═════ SELECTED EXTRACT

The Making Of
by Jay GLENNIE
'On every street there’s a nobody who dreams of being somebody. He’s a lonely forgotten man desperate to prove that he’s alive.’
The making of Taxi Driver
By Jay Glennie
‘Taxi Driver is the fevered story of an outsider in New York—a man who can’t find any point of entry into human society.’
The opening sentence from Pauline Kael’s Taxi Driver review as seen in The New Yorker, February 2, 1976.
Travis Bickle, a Vietnam vet, who, haunted by his experiences, takes to driving a taxi cab during the night in attempt to battle his insomnia. Appalled by the Dantean nightmare he witnesses on the streets of New York, Bickle’s nocturnal life literally drives him to violence.
Upon its release Taxi Driver would become an unlikely box-office success, receive universal critical acclaim and win the 1976 Palme d’Or at the Cannes Film Festival.

══════════

## DIRECTIONS
[A] Write out the stretch of the Taxi Driver text from "Upon its release" through "Cannes Film Festival." again, switching "unlikely" to "unexpected".
[B] According to the Taxi Driver text, what award did the film win at the Cannes Film Festival?

═════ ENTRIES PROVIDED

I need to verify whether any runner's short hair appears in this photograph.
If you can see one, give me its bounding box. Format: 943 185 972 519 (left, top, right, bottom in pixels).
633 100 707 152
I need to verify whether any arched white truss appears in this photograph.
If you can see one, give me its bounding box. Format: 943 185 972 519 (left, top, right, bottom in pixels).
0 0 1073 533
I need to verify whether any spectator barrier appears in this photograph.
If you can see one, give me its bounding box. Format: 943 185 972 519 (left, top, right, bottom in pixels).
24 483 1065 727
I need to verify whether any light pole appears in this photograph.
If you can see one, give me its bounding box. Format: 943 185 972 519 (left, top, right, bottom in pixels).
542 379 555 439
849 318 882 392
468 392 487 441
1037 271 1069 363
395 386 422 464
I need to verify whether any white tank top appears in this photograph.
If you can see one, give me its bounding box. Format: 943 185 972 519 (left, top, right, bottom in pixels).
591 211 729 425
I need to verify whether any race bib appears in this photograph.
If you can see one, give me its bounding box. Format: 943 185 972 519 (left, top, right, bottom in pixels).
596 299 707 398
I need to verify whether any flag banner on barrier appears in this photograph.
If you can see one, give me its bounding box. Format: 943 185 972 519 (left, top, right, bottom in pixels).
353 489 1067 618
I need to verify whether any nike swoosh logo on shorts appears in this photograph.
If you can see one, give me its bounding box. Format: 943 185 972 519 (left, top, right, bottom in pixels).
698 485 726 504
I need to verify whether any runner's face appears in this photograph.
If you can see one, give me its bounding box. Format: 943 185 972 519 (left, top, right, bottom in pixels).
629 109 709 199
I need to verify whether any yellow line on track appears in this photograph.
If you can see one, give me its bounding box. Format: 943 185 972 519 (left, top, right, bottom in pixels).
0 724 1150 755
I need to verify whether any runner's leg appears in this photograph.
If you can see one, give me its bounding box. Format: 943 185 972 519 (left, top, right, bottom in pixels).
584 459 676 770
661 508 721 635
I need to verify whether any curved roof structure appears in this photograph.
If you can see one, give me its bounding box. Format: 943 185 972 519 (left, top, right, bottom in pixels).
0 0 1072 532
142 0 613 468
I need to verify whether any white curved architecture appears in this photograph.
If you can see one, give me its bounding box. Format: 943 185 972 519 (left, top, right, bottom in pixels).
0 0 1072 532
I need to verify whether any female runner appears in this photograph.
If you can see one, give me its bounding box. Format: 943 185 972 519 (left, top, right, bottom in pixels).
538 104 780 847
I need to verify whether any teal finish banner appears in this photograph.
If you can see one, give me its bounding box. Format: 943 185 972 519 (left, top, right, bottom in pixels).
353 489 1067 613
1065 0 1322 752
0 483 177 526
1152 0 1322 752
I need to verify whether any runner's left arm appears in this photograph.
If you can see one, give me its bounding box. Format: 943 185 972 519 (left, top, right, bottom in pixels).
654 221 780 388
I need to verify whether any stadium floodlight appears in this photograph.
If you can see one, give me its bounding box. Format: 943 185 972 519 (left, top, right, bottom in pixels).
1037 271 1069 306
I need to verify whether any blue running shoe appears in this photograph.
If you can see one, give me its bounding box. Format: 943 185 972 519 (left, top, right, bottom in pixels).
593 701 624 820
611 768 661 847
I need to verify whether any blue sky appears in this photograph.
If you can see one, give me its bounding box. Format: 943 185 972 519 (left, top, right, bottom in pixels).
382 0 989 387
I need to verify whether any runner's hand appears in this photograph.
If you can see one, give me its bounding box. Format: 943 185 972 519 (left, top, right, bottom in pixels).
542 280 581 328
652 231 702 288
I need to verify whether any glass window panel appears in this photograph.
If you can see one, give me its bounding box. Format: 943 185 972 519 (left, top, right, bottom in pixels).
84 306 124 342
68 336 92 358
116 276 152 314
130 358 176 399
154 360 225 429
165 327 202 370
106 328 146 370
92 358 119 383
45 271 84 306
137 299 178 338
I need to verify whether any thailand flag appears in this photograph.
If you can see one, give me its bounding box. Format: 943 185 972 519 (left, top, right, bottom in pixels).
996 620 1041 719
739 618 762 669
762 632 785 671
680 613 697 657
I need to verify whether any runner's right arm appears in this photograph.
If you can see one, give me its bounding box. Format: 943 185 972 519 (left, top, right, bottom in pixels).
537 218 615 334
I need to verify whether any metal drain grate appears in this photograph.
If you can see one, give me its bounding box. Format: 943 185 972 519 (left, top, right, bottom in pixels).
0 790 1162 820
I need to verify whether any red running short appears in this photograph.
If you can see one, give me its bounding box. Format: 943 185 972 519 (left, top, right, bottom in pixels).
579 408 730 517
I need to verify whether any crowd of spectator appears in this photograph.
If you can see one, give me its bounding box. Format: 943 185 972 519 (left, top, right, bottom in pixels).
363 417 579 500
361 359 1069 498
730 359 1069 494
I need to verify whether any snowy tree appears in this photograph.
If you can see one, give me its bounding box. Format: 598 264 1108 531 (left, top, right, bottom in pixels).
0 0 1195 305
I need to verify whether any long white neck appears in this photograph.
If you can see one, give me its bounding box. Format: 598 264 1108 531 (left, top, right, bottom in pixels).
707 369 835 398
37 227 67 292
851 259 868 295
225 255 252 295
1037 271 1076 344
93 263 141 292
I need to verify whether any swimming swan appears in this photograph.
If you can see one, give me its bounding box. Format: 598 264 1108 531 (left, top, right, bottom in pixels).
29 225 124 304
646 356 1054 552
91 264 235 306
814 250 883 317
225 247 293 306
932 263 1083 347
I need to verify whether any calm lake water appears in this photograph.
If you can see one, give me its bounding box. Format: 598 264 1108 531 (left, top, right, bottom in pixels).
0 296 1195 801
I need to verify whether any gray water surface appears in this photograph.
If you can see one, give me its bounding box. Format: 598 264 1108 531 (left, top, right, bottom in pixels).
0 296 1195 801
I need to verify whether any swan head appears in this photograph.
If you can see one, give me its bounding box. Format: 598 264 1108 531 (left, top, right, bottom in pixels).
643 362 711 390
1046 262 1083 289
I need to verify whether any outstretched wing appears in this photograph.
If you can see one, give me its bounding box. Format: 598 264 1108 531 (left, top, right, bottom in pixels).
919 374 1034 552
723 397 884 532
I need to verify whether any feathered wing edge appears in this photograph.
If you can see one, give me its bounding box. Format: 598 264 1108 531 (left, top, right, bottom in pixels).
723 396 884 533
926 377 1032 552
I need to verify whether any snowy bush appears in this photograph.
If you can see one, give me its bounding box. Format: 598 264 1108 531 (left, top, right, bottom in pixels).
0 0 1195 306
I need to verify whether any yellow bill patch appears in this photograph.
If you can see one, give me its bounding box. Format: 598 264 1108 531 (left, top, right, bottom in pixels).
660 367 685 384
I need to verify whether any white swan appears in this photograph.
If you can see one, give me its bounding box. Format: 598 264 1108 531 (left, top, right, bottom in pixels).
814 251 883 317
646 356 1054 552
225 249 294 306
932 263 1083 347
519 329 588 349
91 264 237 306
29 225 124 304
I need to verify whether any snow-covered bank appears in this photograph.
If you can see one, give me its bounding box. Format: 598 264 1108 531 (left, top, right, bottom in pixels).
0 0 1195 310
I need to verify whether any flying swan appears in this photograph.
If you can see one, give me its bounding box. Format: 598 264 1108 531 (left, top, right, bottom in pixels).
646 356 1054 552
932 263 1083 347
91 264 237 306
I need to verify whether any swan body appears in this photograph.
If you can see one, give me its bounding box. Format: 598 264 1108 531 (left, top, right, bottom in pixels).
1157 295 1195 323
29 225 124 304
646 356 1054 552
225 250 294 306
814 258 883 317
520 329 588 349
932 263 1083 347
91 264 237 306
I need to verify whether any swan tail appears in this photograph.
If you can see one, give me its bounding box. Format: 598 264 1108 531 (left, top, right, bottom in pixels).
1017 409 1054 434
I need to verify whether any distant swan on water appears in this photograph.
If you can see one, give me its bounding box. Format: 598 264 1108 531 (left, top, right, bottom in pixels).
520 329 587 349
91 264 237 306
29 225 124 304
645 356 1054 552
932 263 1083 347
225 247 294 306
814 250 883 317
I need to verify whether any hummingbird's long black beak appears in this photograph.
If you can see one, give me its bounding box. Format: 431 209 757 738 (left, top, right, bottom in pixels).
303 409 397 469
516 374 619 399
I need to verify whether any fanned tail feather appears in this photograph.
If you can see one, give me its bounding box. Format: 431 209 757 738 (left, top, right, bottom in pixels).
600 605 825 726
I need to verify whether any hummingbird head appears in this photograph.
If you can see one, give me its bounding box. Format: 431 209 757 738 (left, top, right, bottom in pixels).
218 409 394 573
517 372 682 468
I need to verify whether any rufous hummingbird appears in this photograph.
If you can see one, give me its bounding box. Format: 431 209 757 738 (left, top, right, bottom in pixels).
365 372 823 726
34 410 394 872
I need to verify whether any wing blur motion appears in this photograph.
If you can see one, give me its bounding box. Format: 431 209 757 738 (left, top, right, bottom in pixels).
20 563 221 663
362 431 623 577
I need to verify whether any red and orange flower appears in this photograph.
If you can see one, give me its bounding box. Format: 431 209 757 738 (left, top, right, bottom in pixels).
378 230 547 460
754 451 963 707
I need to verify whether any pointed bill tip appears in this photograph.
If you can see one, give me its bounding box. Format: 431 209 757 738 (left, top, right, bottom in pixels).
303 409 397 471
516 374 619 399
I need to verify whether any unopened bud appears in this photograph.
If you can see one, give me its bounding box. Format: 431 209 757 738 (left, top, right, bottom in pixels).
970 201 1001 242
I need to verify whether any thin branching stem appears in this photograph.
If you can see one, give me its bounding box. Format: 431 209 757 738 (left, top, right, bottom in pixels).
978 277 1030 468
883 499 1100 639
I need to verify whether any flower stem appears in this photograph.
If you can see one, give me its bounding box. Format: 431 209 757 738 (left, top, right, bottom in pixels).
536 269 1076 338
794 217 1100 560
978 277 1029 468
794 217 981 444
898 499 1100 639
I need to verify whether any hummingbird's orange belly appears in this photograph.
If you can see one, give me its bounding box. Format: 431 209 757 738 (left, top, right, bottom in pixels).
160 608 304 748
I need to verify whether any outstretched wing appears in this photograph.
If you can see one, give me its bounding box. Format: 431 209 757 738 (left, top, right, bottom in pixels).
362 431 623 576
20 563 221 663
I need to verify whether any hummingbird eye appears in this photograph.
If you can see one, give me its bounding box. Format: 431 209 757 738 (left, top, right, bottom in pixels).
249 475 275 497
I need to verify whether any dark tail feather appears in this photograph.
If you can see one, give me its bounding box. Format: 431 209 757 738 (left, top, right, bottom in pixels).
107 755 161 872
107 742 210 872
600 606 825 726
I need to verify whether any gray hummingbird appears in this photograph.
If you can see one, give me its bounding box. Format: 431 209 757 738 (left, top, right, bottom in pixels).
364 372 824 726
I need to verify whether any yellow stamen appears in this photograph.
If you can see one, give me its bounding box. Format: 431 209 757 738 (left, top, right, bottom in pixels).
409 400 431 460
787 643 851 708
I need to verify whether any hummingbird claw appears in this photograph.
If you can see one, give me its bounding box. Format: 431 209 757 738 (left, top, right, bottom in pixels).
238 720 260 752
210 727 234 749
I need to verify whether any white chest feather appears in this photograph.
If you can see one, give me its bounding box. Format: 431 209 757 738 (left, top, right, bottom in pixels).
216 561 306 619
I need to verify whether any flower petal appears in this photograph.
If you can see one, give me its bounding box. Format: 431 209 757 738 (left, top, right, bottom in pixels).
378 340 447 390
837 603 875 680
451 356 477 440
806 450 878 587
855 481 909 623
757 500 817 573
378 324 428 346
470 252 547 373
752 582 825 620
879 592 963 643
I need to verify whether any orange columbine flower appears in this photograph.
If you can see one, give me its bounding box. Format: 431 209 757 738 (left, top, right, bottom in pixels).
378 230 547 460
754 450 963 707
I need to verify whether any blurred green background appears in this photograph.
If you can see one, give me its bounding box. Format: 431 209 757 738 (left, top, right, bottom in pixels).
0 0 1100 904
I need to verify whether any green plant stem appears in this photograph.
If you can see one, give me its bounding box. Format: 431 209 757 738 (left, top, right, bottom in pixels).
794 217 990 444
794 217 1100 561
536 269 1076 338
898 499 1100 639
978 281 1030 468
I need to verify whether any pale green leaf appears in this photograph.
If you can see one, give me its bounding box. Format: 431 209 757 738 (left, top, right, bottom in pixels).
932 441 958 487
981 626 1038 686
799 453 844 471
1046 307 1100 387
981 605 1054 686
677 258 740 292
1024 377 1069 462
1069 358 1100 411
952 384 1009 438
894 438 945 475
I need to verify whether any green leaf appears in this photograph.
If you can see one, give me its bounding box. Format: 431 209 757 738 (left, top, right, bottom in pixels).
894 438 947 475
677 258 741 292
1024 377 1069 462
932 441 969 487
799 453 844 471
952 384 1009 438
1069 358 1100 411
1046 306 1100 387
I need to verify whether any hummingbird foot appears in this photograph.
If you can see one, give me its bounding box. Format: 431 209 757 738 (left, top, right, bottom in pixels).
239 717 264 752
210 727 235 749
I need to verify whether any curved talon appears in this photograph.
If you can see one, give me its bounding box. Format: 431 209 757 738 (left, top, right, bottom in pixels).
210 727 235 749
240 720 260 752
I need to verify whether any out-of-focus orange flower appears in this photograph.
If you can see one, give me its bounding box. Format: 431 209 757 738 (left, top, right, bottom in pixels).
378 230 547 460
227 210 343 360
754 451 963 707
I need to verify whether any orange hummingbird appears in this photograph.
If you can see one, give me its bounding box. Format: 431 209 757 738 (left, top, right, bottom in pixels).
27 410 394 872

══════════

## IN RESPONSE
[A]
Upon its release Taxi Driver would become an unexpected box-office success, receive universal critical acclaim and win the 1976 Palme d’Or at the Cannes Film Festival.

[B] The 1976 Palme d’Or.